Please copy the passage of the shockwave therapy text below that opens with "Extra Corporeal Shockwave" and closes with "and fascial densifications.", word for word.

- **Study text**
::::::::::

Extra Corporeal Shockwave Therapy (ESWT)
How does shockwave therapy work?
Sound waves are mechanical, they cause ripples in dense connective tissue and scar tissue to break it down. This action also stimulates increased blood vessel formation to help transform scar tissue into more healthy normal tissue. The proposed mechanisms of action for ESWT at the site of treatment include the following:
- Promote natural formation of new blood vessels.
- Reversal of Chronic inflammation
- Stimulation of collagen production
- Dissolution of calcification
- Dispersion of pain mediating substances.
- Release of trigger points and fascial densifications.
Shockwave therapy has shown to effectively treat the following conditions:
- Feet – heel spurs, plantar fasciitis, Achilles’ tendonitis
- Elbow – Tennis and golfer’s elbow
- Shoulder – Rotator cuff tendinosis and frozen shoulder
- Knee – patellar tendonitis, Jumper’s knee
- Hip – Trochanteric Bursitis, Piriformis syndrome.

::::::::::

(Data records)
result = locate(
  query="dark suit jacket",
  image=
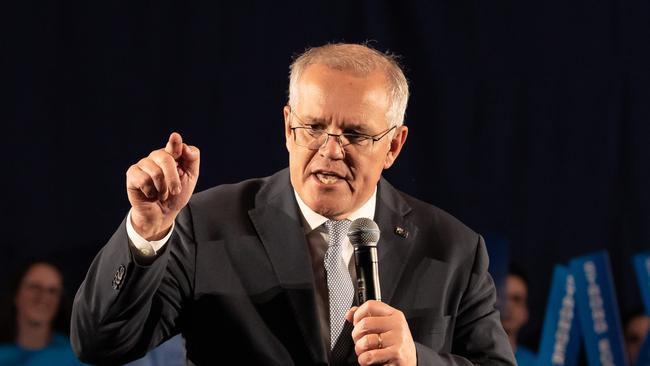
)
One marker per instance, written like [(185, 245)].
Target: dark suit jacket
[(236, 275)]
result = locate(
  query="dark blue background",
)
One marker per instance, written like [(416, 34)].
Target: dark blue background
[(528, 119)]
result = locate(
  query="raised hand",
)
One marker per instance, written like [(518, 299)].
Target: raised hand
[(381, 335), (160, 185)]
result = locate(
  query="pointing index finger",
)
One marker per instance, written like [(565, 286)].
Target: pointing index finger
[(174, 146)]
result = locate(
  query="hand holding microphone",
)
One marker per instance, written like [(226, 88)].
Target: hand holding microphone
[(381, 334)]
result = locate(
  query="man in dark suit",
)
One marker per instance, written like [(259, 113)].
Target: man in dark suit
[(245, 271)]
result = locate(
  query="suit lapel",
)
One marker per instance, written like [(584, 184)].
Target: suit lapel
[(396, 239), (279, 227)]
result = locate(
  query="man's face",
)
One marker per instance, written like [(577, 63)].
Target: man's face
[(335, 181), (515, 314), (37, 299)]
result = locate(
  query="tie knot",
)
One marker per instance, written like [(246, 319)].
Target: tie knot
[(337, 230)]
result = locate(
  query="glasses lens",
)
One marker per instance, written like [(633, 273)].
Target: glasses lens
[(309, 138)]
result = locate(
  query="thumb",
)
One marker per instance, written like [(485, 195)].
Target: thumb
[(191, 157), (349, 315)]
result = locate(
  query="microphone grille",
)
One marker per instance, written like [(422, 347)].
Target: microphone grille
[(363, 231)]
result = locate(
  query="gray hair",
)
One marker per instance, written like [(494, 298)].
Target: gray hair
[(358, 59)]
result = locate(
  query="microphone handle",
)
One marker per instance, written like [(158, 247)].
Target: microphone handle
[(365, 258)]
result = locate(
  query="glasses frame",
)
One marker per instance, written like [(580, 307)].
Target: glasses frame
[(373, 138)]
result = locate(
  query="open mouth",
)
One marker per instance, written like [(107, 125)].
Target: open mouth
[(328, 178)]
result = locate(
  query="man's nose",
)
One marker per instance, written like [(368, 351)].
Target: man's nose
[(332, 148)]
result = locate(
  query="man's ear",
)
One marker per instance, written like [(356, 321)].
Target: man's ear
[(287, 126), (396, 144)]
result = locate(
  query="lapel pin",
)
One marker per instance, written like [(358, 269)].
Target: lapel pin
[(401, 232)]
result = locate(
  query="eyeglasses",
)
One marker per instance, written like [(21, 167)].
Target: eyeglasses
[(313, 136)]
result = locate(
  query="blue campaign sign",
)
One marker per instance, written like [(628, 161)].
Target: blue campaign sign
[(560, 340), (598, 310), (642, 267)]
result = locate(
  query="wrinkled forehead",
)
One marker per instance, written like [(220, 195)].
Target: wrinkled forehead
[(330, 94)]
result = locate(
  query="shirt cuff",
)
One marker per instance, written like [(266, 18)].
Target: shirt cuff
[(145, 248)]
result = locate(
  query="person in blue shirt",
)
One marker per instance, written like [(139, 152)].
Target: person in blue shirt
[(34, 328), (515, 314)]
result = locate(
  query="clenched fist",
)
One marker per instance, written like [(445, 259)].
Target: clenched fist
[(160, 185)]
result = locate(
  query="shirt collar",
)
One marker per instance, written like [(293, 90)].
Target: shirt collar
[(312, 220)]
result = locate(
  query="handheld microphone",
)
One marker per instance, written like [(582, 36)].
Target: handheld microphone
[(364, 235)]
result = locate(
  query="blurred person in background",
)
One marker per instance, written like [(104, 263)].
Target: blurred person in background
[(636, 329), (35, 321), (515, 314)]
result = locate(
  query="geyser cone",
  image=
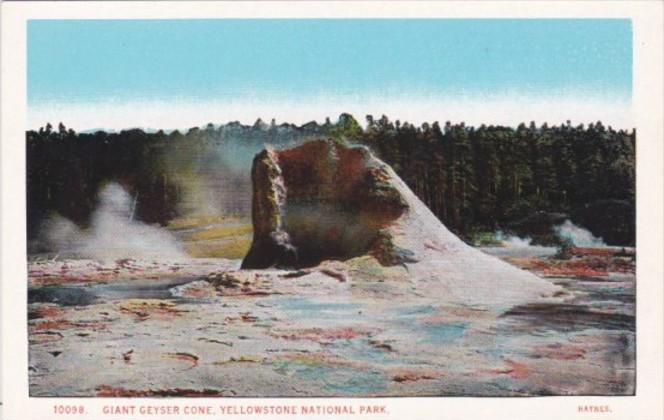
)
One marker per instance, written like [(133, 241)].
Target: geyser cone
[(324, 200)]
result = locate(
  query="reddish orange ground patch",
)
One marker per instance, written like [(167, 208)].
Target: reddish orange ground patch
[(119, 392)]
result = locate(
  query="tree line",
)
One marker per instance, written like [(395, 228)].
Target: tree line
[(474, 179)]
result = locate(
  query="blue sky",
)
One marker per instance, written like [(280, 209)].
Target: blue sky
[(236, 63)]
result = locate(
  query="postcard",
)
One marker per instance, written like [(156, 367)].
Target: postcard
[(353, 210)]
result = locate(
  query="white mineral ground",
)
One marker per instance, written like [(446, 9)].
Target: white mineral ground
[(457, 322)]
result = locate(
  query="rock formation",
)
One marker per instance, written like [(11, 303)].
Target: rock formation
[(324, 200)]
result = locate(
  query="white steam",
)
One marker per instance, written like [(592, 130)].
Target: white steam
[(512, 241), (578, 235), (113, 232)]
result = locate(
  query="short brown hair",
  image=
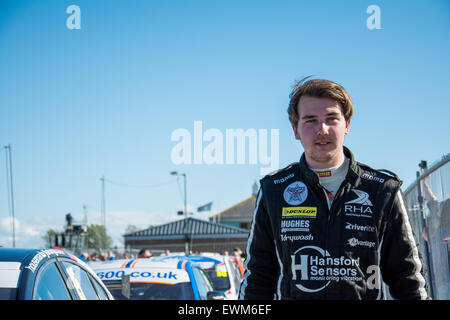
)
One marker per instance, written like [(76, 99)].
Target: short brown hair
[(319, 88)]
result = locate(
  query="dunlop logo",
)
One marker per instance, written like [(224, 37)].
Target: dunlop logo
[(310, 212)]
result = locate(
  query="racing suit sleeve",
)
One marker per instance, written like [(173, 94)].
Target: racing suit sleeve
[(400, 261), (261, 266)]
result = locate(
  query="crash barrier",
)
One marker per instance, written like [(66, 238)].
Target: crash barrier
[(428, 203)]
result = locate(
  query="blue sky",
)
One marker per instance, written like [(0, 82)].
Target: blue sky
[(105, 99)]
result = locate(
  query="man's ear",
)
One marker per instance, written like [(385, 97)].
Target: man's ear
[(347, 126), (296, 133)]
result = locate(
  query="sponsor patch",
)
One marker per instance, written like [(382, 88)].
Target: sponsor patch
[(283, 179), (308, 237), (313, 269), (373, 178), (295, 193), (310, 212), (324, 173), (353, 242), (359, 207), (294, 225), (356, 227)]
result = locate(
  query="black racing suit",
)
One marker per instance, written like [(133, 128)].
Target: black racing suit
[(301, 247)]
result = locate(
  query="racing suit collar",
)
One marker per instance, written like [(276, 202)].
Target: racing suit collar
[(353, 174)]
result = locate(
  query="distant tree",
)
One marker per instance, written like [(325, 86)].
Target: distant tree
[(97, 237)]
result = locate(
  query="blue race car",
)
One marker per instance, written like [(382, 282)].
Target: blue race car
[(153, 279), (51, 274)]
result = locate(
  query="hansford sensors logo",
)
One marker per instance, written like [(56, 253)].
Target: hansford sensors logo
[(313, 269)]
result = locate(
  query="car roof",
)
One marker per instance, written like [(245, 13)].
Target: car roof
[(137, 263), (16, 255)]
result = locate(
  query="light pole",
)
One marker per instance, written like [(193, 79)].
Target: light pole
[(186, 243), (10, 191)]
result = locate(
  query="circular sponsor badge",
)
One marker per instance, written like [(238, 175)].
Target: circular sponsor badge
[(295, 193)]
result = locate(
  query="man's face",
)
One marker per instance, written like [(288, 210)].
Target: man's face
[(321, 128)]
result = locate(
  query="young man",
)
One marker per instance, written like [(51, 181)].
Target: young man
[(328, 227)]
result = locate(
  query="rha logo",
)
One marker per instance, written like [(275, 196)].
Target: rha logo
[(313, 269)]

::::::::::

- **Response to this task**
Extra Corporeal Shockwave Therapy (ESWT)
How does shockwave therapy work?
Sound waves are mechanical, they cause ripples in dense connective tissue and scar tissue to break it down. This action also stimulates increased blood vessel formation to help transform scar tissue into more healthy normal tissue. The proposed mechanisms of action for ESWT at the site of treatment include the following:
- Promote natural formation of new blood vessels.
- Reversal of Chronic inflammation
- Stimulation of collagen production
- Dissolution of calcification
- Dispersion of pain mediating substances.
- Release of trigger points and fascial densifications.